Stored data
=== Begin Enclosure ===

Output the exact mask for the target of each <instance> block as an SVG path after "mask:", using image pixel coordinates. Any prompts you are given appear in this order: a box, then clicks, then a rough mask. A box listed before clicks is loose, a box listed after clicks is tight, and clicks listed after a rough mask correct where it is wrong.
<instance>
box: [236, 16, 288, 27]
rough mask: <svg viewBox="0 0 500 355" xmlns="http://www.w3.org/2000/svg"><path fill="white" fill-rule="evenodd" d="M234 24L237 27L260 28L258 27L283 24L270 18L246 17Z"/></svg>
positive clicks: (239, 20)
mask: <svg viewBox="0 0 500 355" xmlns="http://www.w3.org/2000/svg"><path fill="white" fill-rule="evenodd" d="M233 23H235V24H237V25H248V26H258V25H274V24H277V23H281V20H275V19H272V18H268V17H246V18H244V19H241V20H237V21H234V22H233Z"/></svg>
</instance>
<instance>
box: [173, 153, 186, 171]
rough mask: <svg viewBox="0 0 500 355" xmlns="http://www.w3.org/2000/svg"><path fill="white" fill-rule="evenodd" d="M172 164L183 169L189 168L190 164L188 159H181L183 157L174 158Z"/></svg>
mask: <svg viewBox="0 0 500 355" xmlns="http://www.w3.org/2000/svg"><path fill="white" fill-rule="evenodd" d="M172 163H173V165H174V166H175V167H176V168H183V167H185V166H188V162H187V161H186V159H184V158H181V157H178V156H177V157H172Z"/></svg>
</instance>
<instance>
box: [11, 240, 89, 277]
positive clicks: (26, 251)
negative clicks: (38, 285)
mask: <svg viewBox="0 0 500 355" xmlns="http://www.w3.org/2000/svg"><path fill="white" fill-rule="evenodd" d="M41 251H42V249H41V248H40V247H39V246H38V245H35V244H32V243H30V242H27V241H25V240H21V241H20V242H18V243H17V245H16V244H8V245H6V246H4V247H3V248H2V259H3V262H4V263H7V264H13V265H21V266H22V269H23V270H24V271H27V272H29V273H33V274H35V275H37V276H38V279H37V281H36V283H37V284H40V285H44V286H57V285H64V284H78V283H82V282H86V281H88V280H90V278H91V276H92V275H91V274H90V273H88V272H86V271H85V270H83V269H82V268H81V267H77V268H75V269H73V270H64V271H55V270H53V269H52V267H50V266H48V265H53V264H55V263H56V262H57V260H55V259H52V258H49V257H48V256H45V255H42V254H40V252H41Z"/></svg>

=== End Enclosure ===

Problem to solve
Repeat the records above exactly as they appear.

Answer to this problem
Output the exact mask for the target of each <instance> block as an SVG path after "mask:", using image pixel coordinates. Any prompts you are given appear in this order: a box, then clicks, then a rough mask. A box listed before clicks is loose, a box listed after clicks is tight, and clicks listed after a rough mask correct where it is wrong.
<instance>
box: [236, 16, 288, 27]
rough mask: <svg viewBox="0 0 500 355" xmlns="http://www.w3.org/2000/svg"><path fill="white" fill-rule="evenodd" d="M234 24L237 27L260 28L258 27L283 24L270 18L246 17Z"/></svg>
positive clicks: (239, 20)
mask: <svg viewBox="0 0 500 355" xmlns="http://www.w3.org/2000/svg"><path fill="white" fill-rule="evenodd" d="M233 23H235V24H237V25H248V26H258V25H274V24H277V23H281V20H275V19H272V18H268V17H246V18H244V19H241V20H237V21H234V22H233Z"/></svg>
</instance>
<instance>
box: [173, 153, 186, 171]
rough mask: <svg viewBox="0 0 500 355" xmlns="http://www.w3.org/2000/svg"><path fill="white" fill-rule="evenodd" d="M172 164L183 169L189 168L190 164L188 159H181L183 157L174 158Z"/></svg>
mask: <svg viewBox="0 0 500 355" xmlns="http://www.w3.org/2000/svg"><path fill="white" fill-rule="evenodd" d="M172 163H173V165H174V166H175V167H176V168H183V167H185V166H188V162H187V161H186V159H184V158H181V157H178V156H177V157H172Z"/></svg>
</instance>
<instance>
box: [11, 240, 89, 277]
positive clicks: (26, 251)
negative clicks: (38, 285)
mask: <svg viewBox="0 0 500 355" xmlns="http://www.w3.org/2000/svg"><path fill="white" fill-rule="evenodd" d="M41 251H42V249H41V248H40V247H39V246H38V245H35V244H32V243H30V242H27V241H25V240H21V241H20V242H18V243H17V245H16V244H8V245H6V246H4V247H3V248H2V259H3V262H4V263H7V264H13V265H21V266H22V269H23V270H24V271H27V272H29V273H33V274H35V275H37V276H38V279H37V281H36V283H37V284H40V285H44V286H57V285H64V284H78V283H82V282H86V281H88V280H90V278H91V276H92V275H91V274H90V273H88V272H86V271H85V270H83V269H82V268H81V267H77V268H75V269H73V270H64V271H55V270H53V269H52V267H50V266H48V265H53V264H55V263H56V262H57V260H55V259H52V258H49V257H48V256H45V255H42V254H40V252H41Z"/></svg>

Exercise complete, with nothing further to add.